* Exercise requirements *
Please quote word for word everything in the listing below from the line containing "the metal barricade" down to the line containing "(1089, 783)", both of those lines included.

══ Records supplied

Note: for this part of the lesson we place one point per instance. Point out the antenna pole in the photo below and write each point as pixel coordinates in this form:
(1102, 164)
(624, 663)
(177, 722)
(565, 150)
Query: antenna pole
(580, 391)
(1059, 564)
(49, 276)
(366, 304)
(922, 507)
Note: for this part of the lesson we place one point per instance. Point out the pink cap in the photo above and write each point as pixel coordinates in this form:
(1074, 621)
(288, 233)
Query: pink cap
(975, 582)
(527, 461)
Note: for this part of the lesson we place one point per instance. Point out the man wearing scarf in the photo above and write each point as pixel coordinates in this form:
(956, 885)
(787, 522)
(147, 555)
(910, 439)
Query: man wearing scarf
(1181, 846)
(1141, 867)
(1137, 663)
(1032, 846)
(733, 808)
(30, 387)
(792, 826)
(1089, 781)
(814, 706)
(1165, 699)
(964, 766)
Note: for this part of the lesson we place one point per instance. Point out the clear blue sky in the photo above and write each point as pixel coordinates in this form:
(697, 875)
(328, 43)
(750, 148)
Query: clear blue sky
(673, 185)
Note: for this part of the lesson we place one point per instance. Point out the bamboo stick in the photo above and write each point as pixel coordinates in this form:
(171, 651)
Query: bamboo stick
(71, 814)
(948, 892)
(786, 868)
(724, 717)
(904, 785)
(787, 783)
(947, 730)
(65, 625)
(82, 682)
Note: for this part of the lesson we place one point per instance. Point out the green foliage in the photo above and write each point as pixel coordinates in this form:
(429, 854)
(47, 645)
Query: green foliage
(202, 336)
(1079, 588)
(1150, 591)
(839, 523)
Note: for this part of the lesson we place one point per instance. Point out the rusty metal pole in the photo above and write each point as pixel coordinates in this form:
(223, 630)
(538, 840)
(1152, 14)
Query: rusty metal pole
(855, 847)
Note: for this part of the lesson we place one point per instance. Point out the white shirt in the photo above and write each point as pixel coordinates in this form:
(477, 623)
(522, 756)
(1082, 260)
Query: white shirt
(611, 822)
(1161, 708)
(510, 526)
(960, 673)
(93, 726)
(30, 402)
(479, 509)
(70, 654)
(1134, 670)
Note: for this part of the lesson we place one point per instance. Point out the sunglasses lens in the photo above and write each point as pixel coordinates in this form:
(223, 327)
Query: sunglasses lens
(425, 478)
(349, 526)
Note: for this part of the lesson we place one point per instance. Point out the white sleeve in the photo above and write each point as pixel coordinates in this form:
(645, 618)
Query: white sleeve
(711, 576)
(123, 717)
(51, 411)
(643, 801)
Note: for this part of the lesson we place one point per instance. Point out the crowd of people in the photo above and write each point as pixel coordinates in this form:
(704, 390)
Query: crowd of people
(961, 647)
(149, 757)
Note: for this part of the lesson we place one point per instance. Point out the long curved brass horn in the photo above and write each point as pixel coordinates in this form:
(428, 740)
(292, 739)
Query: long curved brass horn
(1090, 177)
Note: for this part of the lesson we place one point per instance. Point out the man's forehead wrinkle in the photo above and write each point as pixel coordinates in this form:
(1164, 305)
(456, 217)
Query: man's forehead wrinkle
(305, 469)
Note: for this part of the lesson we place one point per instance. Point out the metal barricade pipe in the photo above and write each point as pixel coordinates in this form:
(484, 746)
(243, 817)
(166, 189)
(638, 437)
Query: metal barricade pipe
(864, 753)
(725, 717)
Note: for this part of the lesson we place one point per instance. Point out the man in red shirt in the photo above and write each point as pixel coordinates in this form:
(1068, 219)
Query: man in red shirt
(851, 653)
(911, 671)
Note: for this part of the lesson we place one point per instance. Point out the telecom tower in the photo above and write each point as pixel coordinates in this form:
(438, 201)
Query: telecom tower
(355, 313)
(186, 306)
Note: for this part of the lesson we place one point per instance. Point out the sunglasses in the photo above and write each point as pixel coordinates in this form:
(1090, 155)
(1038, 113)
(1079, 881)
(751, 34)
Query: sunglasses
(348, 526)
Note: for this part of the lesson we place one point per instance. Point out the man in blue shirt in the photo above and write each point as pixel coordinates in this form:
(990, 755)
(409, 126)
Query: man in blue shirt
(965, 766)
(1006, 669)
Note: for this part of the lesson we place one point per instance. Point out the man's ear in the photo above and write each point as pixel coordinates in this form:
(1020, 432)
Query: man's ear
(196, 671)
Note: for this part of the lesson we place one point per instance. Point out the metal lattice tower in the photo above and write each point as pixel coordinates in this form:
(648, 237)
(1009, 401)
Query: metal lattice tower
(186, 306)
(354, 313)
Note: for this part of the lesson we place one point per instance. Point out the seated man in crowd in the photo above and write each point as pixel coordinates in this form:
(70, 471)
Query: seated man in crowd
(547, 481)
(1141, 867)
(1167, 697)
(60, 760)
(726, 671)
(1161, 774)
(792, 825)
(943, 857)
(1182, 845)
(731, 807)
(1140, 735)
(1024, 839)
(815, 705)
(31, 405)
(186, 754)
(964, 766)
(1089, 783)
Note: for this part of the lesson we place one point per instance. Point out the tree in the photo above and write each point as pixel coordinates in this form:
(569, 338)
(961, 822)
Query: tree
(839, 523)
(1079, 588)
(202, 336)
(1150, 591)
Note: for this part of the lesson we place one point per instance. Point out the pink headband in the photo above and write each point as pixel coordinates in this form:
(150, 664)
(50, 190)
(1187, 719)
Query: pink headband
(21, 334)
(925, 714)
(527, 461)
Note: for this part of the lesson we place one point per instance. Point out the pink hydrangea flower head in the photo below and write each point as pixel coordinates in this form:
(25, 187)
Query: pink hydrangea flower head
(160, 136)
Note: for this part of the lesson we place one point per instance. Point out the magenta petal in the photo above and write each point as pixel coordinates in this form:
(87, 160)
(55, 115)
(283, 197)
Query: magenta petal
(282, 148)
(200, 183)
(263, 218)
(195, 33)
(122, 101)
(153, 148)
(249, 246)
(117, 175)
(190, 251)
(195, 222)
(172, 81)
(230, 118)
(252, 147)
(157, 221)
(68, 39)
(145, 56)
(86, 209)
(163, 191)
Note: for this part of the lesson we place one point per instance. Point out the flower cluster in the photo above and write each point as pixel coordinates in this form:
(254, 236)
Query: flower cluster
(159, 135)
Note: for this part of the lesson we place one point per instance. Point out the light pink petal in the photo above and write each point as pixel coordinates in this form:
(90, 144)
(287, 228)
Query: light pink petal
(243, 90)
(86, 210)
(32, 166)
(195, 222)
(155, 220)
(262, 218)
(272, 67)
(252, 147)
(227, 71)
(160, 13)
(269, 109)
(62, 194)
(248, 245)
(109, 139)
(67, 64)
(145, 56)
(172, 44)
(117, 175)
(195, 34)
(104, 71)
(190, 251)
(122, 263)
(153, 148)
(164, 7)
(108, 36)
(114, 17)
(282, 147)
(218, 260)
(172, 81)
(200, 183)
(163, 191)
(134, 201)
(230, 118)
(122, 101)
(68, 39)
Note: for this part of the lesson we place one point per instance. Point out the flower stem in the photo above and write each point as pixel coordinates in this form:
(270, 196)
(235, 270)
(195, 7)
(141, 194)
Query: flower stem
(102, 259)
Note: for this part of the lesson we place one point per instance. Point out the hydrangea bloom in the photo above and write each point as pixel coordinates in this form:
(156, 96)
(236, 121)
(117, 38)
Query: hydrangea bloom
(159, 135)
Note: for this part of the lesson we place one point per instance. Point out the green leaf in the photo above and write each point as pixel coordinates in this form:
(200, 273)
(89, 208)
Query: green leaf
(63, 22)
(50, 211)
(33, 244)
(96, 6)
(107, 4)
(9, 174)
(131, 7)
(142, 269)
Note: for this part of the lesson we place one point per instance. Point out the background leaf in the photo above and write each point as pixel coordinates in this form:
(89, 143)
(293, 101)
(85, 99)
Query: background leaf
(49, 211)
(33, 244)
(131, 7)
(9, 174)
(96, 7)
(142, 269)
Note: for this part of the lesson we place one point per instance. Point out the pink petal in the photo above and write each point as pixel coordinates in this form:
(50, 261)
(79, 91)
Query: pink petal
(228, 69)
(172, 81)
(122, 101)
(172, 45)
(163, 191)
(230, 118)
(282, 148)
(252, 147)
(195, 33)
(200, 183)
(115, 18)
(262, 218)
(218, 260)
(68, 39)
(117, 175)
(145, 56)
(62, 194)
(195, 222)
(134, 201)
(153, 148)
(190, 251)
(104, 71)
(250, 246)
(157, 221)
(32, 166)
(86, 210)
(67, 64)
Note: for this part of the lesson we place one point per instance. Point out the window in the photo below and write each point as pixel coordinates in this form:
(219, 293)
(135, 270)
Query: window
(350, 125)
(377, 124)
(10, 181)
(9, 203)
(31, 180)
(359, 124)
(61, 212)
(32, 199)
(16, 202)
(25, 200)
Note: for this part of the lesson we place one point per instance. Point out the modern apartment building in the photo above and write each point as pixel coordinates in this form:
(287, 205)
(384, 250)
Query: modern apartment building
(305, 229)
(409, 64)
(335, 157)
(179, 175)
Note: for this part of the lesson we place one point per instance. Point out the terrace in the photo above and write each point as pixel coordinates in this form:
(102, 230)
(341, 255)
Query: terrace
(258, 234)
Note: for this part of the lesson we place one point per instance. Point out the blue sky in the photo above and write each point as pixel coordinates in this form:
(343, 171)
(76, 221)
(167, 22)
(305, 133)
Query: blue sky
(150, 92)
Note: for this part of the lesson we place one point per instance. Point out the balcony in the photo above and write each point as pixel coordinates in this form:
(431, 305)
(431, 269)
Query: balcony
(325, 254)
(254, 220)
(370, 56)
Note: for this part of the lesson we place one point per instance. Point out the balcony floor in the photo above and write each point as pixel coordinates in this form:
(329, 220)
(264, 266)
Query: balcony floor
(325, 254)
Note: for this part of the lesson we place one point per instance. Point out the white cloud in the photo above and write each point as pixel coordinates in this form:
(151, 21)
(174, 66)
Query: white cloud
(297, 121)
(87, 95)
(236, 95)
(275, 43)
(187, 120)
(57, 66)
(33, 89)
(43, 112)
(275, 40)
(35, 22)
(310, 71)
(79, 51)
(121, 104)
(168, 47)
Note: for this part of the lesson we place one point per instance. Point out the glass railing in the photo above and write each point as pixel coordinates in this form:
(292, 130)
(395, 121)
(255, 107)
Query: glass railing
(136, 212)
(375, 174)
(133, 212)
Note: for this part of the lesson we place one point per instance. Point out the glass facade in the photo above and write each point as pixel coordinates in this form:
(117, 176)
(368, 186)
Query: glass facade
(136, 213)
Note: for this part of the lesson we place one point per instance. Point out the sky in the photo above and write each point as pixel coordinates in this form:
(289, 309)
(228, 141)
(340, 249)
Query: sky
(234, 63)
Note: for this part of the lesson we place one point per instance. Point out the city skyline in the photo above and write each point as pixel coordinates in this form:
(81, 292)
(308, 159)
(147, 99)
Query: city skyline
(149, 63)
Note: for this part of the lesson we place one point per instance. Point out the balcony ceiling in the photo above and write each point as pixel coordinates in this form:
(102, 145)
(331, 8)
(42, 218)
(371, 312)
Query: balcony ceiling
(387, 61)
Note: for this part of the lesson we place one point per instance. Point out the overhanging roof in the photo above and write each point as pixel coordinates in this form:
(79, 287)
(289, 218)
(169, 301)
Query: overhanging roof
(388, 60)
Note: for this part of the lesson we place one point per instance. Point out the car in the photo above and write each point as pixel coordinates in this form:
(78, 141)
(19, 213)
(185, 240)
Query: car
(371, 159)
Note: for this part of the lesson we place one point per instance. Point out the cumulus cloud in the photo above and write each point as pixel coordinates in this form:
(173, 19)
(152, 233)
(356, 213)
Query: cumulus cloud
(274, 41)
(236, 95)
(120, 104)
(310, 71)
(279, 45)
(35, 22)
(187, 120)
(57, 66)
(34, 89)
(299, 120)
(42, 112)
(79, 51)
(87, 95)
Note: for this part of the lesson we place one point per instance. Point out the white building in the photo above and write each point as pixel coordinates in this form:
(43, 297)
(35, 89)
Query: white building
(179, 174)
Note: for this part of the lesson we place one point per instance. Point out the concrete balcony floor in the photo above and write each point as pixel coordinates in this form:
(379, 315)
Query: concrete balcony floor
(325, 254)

════

* Finished exercise *
Note: for this part of the lesson we place one point per instance. Point out the metal barricade pipe in the photo above and write each point as pixel coordinates in this form:
(484, 746)
(243, 817)
(166, 189)
(638, 437)
Query: metal barricade pipe
(864, 753)
(725, 717)
Note: for this part of the lesson we place one point per instance. Point out the man in red shirt in the photo above and write each point as pixel coordinates in this form:
(1068, 219)
Query: man in red shirt
(851, 653)
(911, 671)
Note: for this part of the lesson we place one point per instance. Point out the telecom tower in the photo above and write each point as pixel coordinates in this form:
(438, 201)
Query: telecom tower
(355, 313)
(186, 306)
Note: for this part of the lesson we place one point per instance. Point out the sunglasses in the photo above and write each point as pixel coordinates in this form:
(1090, 155)
(1038, 113)
(1079, 881)
(751, 34)
Query: sunglasses
(348, 526)
Note: for this part of the lesson we place one point per instance. Point out the man in blue shirt in the photo above and write each point as pixel coordinates in this form:
(990, 755)
(409, 126)
Query: man in blue shirt
(965, 766)
(1006, 669)
Note: for this part of the lesson we place one point per instance. Point out the man's ear in the photo above and write each point as pixel coordinates in this form:
(1020, 432)
Query: man's ear
(196, 671)
Note: for this part of the lesson we place one point per instance. Point out the metal lattice tower in the photo above and write each point as pixel coordinates in this form:
(648, 237)
(1009, 401)
Query: metal lattice tower
(186, 306)
(354, 313)
Note: for this part of the lesson we place one point per instance. Point out the seated man in crowd in the photo above and write each point as pixel coordinates in this form:
(70, 471)
Query: seated man in crowd
(547, 481)
(1141, 867)
(1167, 697)
(60, 760)
(726, 671)
(1161, 774)
(792, 825)
(943, 857)
(1182, 845)
(731, 807)
(1140, 735)
(1024, 839)
(815, 705)
(31, 405)
(186, 754)
(964, 766)
(1089, 783)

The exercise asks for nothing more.